━━ Given records ━━

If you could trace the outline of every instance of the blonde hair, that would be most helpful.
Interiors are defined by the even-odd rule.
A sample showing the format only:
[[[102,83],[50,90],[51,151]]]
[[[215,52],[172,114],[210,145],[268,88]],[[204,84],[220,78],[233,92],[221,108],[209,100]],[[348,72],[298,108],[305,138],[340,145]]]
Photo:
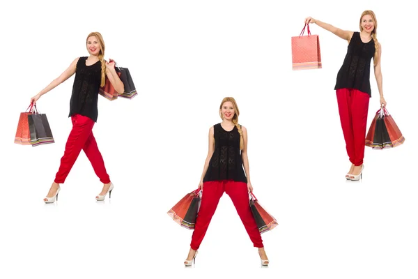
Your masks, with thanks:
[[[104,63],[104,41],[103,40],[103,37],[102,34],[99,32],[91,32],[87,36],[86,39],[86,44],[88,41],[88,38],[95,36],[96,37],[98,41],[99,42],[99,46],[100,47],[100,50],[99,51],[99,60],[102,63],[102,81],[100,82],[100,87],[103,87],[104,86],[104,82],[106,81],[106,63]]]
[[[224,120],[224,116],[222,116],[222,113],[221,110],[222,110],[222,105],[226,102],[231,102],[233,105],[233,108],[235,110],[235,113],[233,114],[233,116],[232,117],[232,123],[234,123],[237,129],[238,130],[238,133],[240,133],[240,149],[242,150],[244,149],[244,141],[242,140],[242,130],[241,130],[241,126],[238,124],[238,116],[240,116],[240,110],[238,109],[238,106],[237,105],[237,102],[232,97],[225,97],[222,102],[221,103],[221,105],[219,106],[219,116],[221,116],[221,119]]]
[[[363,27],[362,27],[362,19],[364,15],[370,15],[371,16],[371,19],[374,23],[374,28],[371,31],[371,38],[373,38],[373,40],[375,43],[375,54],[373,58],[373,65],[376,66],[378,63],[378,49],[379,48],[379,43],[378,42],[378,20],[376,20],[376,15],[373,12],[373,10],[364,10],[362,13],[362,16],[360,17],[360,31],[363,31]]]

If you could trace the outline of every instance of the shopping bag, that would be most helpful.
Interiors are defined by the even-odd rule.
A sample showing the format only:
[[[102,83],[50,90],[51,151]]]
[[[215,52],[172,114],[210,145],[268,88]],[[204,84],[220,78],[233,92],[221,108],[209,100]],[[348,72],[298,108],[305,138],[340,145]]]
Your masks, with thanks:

━━━
━━ Given records ━━

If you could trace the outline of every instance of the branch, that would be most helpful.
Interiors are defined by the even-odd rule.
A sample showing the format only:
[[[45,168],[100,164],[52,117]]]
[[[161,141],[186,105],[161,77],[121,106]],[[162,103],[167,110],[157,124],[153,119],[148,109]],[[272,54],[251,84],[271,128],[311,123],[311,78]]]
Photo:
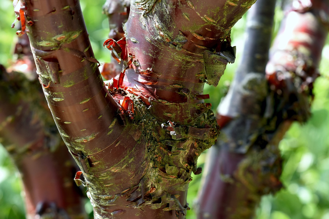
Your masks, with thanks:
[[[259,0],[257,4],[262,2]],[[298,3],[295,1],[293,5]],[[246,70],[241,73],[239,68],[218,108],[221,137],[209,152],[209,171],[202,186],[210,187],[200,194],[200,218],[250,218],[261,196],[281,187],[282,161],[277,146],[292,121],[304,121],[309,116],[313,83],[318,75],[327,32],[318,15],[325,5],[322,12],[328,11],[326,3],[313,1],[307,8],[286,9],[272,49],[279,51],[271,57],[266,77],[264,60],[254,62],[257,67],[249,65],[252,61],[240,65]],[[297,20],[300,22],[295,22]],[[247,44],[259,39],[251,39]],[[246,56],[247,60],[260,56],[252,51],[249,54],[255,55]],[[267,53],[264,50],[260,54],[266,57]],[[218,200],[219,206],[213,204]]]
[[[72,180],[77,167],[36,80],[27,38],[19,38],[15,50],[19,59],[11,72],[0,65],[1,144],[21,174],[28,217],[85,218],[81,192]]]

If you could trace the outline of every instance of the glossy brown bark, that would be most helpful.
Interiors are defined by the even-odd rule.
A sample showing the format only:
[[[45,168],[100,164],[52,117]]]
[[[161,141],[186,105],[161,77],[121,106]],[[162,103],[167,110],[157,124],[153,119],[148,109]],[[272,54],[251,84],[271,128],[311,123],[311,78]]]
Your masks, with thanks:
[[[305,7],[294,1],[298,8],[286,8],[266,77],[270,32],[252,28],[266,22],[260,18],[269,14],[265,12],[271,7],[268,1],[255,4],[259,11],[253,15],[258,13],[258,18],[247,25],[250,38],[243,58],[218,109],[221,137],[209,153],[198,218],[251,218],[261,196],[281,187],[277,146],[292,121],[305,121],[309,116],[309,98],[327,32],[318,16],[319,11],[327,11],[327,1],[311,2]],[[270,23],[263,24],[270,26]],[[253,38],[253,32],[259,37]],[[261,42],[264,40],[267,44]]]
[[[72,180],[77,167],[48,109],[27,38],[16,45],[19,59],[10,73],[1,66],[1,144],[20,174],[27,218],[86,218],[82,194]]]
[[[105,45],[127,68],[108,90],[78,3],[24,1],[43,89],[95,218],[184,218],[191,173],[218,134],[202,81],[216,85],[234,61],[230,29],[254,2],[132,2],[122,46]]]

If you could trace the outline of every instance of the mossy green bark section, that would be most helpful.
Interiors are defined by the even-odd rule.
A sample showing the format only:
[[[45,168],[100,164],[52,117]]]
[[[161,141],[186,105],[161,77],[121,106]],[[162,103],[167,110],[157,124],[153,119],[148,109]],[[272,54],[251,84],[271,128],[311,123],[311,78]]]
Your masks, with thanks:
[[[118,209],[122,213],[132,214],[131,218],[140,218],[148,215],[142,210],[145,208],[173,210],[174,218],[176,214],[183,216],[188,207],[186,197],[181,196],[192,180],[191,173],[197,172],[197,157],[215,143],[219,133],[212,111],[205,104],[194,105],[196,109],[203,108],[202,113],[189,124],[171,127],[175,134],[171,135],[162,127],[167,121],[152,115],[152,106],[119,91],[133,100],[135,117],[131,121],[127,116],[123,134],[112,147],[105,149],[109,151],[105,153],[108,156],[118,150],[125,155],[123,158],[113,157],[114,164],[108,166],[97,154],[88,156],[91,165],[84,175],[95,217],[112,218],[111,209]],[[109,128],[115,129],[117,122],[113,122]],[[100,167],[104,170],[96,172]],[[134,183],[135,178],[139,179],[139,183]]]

━━━
━━ Given records ━━

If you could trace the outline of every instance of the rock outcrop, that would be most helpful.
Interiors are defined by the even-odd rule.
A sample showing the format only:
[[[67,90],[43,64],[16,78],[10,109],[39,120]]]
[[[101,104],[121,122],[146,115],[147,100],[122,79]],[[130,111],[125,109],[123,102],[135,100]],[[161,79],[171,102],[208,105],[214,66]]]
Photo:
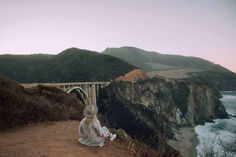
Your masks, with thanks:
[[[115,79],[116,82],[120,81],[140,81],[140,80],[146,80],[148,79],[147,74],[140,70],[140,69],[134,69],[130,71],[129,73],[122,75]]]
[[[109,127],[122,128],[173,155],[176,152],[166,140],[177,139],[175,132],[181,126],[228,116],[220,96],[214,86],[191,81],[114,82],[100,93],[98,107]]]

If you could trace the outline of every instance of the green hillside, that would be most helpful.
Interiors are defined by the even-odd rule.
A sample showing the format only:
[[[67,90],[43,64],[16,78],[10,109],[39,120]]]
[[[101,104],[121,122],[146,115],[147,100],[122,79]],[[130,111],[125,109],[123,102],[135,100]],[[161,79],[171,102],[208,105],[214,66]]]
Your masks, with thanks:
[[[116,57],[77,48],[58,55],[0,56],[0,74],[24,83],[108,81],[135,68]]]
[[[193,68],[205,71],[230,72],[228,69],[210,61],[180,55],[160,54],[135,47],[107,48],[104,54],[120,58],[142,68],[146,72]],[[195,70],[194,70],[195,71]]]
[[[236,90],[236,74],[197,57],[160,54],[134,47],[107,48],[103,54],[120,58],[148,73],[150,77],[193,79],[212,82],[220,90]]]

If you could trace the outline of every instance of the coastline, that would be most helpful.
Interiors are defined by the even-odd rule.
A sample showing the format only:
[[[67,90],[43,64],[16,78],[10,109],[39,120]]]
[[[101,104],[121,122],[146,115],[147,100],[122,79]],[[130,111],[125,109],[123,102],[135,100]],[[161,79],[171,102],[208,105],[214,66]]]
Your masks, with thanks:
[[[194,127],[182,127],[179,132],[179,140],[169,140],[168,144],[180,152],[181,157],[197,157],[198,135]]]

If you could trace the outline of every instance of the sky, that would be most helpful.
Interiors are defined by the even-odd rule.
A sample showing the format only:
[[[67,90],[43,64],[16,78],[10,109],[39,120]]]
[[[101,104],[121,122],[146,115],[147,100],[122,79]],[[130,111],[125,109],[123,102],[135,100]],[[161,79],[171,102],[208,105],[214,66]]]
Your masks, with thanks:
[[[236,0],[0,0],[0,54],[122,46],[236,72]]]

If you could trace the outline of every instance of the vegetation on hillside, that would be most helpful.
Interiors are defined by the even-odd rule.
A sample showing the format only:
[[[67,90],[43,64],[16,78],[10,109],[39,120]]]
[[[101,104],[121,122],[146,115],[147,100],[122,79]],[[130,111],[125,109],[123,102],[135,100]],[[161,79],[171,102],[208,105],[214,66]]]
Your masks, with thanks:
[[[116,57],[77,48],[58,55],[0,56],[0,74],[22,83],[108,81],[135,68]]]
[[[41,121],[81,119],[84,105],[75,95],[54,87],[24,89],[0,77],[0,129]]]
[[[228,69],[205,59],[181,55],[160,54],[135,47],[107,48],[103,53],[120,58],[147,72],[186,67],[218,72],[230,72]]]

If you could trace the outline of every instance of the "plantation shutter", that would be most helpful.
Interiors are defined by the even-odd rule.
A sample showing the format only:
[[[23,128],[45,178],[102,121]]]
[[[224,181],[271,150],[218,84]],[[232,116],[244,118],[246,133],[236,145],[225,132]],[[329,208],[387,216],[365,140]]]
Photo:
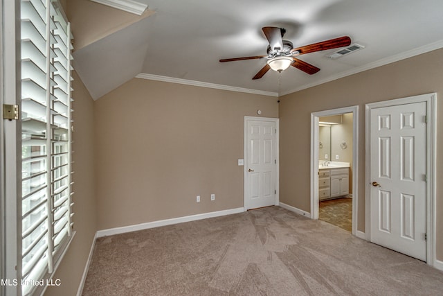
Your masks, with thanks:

━━━

Exercise task —
Please list every line in the entries above that contains the word "green".

Written solution —
If you could trace the outline of every instance of the mossy green bark section, that would be most helpful.
If you could trace the outline of every instance of the green hillside, that would be most helpful.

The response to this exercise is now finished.